**Exercise goal:**
Produce a verbatim transcription of the records below, beginning at the line containing "of the white" and ending at the final line; include only those lines.

**Recorded data:**

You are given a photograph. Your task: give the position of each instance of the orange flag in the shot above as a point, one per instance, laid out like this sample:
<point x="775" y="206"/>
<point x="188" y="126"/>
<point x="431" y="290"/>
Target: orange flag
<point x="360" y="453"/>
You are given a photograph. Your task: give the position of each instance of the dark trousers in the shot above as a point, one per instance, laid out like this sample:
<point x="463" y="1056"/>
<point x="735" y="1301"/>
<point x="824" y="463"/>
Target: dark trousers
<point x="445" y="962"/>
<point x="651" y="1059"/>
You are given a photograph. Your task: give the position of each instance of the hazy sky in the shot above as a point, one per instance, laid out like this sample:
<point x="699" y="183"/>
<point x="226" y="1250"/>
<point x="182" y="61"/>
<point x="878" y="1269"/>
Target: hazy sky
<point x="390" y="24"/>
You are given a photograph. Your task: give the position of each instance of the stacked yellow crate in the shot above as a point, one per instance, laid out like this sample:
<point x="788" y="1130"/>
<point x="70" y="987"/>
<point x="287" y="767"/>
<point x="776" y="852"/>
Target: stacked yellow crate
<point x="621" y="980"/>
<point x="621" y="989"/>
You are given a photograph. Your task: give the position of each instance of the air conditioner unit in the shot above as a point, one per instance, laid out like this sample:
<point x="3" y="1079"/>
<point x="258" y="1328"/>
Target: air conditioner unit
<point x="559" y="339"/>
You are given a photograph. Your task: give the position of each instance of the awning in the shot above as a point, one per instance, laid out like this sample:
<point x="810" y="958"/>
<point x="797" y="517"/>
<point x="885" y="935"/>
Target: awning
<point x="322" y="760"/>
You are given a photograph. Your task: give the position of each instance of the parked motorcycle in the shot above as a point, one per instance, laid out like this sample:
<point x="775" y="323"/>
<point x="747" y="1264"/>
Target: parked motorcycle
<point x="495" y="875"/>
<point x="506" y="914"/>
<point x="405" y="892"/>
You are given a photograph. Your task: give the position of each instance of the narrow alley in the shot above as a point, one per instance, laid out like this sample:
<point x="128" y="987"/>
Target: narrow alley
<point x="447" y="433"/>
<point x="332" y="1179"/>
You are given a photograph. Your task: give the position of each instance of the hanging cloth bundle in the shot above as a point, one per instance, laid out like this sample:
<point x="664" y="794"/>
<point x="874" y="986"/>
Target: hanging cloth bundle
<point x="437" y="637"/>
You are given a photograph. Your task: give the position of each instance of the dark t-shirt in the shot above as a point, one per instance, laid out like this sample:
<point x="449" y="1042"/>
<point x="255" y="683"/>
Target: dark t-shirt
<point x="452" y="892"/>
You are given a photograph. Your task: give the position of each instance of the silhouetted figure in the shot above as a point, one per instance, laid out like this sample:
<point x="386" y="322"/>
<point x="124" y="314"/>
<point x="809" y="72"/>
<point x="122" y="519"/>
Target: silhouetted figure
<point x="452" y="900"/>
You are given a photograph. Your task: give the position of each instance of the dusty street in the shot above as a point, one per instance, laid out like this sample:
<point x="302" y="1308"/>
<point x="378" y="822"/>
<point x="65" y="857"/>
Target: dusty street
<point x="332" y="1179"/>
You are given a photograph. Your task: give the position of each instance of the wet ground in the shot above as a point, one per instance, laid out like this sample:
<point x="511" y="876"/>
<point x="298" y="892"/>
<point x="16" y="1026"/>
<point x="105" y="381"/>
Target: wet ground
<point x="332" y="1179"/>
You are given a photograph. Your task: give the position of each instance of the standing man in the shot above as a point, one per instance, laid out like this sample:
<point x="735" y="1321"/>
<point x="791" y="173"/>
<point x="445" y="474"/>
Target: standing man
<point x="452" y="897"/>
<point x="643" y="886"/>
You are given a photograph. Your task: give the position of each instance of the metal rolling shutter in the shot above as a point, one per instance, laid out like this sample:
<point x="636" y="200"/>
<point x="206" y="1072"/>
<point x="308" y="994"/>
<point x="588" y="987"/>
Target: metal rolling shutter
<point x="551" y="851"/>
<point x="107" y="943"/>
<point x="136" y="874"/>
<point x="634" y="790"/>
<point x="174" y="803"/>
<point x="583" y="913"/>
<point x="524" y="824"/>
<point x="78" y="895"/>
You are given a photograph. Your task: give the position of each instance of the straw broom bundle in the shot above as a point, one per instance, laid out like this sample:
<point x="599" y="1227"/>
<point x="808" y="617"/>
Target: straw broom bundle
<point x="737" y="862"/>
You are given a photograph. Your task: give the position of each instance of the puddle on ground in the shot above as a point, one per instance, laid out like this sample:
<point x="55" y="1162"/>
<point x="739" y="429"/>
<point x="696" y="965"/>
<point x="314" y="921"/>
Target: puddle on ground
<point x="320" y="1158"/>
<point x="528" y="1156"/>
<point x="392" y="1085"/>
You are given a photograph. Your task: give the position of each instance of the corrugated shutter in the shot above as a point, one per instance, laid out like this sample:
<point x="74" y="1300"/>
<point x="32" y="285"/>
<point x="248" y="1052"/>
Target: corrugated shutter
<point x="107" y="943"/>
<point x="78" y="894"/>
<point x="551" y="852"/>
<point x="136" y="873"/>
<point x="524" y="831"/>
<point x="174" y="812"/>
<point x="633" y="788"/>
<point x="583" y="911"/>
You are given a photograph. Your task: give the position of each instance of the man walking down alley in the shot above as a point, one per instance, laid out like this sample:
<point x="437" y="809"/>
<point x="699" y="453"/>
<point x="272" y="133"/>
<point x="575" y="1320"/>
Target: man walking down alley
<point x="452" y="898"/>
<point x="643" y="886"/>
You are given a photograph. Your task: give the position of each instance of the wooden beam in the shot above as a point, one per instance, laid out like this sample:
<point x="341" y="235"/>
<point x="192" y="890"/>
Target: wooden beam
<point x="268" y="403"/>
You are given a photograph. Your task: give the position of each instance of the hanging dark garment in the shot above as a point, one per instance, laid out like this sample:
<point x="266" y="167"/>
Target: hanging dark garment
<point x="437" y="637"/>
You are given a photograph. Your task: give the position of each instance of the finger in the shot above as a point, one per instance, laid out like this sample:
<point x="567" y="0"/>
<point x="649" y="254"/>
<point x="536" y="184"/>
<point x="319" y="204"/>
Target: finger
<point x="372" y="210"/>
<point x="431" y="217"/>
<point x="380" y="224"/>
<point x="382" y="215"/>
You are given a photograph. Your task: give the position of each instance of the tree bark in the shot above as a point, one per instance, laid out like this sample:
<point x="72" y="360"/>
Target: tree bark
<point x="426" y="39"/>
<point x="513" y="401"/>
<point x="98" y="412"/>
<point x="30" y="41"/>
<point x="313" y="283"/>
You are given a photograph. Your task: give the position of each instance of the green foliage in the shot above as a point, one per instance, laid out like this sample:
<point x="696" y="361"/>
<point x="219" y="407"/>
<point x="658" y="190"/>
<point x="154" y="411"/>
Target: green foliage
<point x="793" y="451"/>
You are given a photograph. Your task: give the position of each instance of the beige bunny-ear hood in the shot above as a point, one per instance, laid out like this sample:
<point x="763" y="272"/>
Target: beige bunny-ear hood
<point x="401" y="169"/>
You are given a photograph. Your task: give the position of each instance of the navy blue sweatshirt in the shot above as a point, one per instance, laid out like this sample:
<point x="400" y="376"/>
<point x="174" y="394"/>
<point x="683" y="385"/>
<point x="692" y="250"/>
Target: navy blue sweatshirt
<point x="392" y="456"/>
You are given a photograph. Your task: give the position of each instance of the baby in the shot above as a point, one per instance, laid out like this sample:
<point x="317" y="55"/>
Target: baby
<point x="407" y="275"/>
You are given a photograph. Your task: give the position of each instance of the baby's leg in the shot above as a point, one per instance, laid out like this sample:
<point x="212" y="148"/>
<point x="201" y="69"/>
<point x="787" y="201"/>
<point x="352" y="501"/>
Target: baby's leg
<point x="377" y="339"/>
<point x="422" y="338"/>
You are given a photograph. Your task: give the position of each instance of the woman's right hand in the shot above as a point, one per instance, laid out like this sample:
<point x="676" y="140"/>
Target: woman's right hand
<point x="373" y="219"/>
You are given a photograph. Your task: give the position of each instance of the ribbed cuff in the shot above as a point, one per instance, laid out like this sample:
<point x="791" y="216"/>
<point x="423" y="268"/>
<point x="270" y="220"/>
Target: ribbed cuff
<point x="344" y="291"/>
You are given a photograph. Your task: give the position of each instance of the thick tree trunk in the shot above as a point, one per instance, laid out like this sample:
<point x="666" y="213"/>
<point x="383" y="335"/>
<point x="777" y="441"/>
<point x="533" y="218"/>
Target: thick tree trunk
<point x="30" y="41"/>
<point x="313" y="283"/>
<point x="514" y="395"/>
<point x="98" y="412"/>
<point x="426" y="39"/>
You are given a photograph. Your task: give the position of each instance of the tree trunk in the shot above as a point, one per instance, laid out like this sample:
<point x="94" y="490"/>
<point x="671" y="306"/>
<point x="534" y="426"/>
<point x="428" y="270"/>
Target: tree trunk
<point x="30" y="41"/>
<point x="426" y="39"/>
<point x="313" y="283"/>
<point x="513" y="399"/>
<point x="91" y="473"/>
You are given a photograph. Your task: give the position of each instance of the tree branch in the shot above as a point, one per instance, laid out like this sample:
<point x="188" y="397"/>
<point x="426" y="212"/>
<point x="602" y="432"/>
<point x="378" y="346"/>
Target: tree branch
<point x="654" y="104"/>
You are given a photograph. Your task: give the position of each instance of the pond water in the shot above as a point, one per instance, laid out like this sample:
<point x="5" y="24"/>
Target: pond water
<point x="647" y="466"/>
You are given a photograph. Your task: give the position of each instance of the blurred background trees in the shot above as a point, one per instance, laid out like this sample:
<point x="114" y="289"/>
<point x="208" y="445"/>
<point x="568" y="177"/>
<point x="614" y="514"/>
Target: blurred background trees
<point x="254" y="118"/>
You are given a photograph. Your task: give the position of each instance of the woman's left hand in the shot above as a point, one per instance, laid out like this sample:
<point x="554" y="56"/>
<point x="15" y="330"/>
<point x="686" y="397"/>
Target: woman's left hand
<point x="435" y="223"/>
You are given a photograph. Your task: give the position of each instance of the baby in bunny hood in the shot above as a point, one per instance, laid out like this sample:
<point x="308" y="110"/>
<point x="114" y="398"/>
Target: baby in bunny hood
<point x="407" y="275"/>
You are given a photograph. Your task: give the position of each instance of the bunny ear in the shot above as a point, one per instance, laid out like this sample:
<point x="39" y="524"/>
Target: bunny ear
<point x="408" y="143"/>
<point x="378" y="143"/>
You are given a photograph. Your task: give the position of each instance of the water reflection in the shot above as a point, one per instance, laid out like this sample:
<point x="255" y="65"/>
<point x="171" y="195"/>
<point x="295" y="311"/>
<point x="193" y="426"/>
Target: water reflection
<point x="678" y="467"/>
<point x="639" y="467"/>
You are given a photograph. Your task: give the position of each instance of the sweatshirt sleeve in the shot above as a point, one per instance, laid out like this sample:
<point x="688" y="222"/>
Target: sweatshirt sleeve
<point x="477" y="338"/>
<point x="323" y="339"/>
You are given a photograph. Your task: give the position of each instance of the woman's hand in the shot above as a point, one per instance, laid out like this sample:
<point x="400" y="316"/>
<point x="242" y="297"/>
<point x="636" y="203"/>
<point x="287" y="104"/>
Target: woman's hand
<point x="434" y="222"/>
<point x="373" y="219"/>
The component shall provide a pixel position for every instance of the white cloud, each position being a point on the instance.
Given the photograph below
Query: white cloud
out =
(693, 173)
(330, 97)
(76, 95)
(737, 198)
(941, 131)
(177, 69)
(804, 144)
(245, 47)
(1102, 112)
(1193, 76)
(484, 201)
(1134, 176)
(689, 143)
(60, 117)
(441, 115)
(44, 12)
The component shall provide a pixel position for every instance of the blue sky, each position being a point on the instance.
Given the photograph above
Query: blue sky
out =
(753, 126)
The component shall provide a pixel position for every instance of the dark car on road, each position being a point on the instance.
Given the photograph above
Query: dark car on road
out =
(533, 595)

**Result for this exercise:**
The component shall provide a pixel position for every instance of the white cloud, each position being a point on the instance.
Given the photograph below
Query: white cloud
out =
(693, 173)
(330, 97)
(76, 95)
(737, 198)
(941, 131)
(177, 69)
(804, 144)
(245, 47)
(1102, 112)
(1193, 76)
(484, 201)
(1134, 176)
(689, 143)
(60, 117)
(441, 115)
(44, 12)
The component shall provide a pixel position for every instance of the blue sky, each position being a point on the instance.
Given the photograph above
Query: blue sky
out =
(753, 126)
The component shall provide a pixel position for every instance of the dark car on road, each position being a point on the instance.
Given the photograph above
Query: dark car on road
out =
(533, 595)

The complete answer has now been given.